### Activity
Begin with the line where "Timed drill: list bounding boxes for every wood plank" appears. Set down that line and the rest of the records below it exactly as given.

Data below:

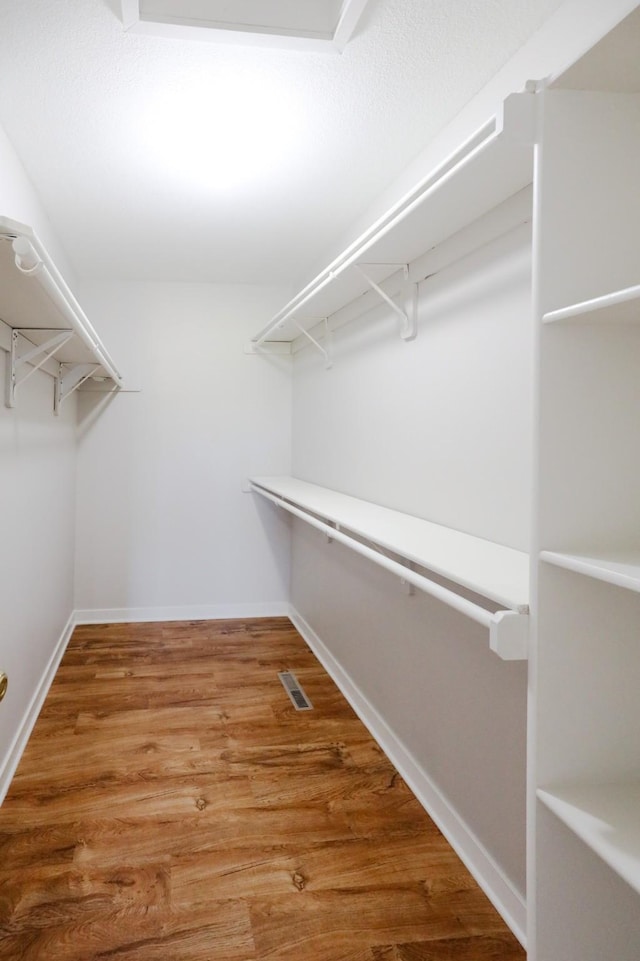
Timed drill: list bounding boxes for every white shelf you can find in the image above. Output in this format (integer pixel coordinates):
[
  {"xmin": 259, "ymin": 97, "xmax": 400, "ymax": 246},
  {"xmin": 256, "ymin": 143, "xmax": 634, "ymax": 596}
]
[
  {"xmin": 252, "ymin": 92, "xmax": 534, "ymax": 347},
  {"xmin": 251, "ymin": 477, "xmax": 529, "ymax": 659},
  {"xmin": 543, "ymin": 283, "xmax": 640, "ymax": 325},
  {"xmin": 0, "ymin": 215, "xmax": 122, "ymax": 407},
  {"xmin": 541, "ymin": 549, "xmax": 640, "ymax": 593},
  {"xmin": 252, "ymin": 476, "xmax": 529, "ymax": 611},
  {"xmin": 538, "ymin": 783, "xmax": 640, "ymax": 895}
]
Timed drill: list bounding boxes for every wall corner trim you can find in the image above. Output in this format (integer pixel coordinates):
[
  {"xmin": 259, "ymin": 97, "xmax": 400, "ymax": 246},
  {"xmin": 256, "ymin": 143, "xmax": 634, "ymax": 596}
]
[
  {"xmin": 289, "ymin": 605, "xmax": 527, "ymax": 948},
  {"xmin": 0, "ymin": 611, "xmax": 76, "ymax": 806}
]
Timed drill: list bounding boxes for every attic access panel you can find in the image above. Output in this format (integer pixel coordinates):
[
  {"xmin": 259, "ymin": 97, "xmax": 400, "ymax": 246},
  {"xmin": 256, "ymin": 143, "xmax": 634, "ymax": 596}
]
[{"xmin": 120, "ymin": 0, "xmax": 372, "ymax": 50}]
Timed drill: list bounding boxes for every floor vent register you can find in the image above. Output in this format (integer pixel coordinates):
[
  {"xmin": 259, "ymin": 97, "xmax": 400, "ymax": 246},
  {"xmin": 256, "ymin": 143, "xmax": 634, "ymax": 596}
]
[{"xmin": 278, "ymin": 671, "xmax": 313, "ymax": 711}]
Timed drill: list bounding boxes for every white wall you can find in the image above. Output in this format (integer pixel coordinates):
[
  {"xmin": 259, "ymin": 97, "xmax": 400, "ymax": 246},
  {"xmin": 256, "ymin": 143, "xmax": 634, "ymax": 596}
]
[
  {"xmin": 74, "ymin": 281, "xmax": 292, "ymax": 620},
  {"xmin": 293, "ymin": 223, "xmax": 532, "ymax": 550},
  {"xmin": 0, "ymin": 123, "xmax": 75, "ymax": 280},
  {"xmin": 288, "ymin": 221, "xmax": 533, "ymax": 936},
  {"xmin": 0, "ymin": 121, "xmax": 78, "ymax": 800}
]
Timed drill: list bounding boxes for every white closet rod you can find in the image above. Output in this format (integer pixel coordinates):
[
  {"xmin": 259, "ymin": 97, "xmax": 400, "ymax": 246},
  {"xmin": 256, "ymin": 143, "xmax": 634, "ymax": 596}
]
[
  {"xmin": 251, "ymin": 483, "xmax": 498, "ymax": 628},
  {"xmin": 290, "ymin": 207, "xmax": 530, "ymax": 356},
  {"xmin": 252, "ymin": 118, "xmax": 497, "ymax": 347},
  {"xmin": 8, "ymin": 233, "xmax": 123, "ymax": 386}
]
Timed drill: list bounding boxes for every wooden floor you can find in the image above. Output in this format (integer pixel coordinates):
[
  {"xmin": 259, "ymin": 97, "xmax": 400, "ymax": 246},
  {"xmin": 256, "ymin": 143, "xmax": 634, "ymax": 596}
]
[{"xmin": 0, "ymin": 618, "xmax": 525, "ymax": 960}]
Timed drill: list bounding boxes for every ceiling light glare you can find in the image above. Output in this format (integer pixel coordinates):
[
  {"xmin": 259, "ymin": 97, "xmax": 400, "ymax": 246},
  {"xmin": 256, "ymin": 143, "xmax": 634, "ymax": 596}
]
[{"xmin": 143, "ymin": 73, "xmax": 300, "ymax": 193}]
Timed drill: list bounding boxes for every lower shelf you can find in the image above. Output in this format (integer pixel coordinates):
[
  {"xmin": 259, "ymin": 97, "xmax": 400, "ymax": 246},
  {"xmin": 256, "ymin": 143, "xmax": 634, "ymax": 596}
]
[
  {"xmin": 537, "ymin": 783, "xmax": 640, "ymax": 895},
  {"xmin": 541, "ymin": 549, "xmax": 640, "ymax": 593},
  {"xmin": 251, "ymin": 475, "xmax": 530, "ymax": 660}
]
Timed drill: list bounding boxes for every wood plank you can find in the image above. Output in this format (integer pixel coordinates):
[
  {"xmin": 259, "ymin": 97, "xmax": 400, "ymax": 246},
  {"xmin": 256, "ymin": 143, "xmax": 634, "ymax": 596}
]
[
  {"xmin": 248, "ymin": 888, "xmax": 467, "ymax": 959},
  {"xmin": 0, "ymin": 618, "xmax": 524, "ymax": 961},
  {"xmin": 372, "ymin": 936, "xmax": 528, "ymax": 959}
]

End of Data.

### Response
Timed drill: list bounding boxes for every wood plank you can find in the image above. Output in this format (integer pixel coordinates):
[
  {"xmin": 259, "ymin": 97, "xmax": 400, "ymax": 246},
  {"xmin": 256, "ymin": 143, "xmax": 634, "ymax": 596}
]
[
  {"xmin": 248, "ymin": 888, "xmax": 467, "ymax": 959},
  {"xmin": 0, "ymin": 618, "xmax": 524, "ymax": 961},
  {"xmin": 372, "ymin": 936, "xmax": 528, "ymax": 959}
]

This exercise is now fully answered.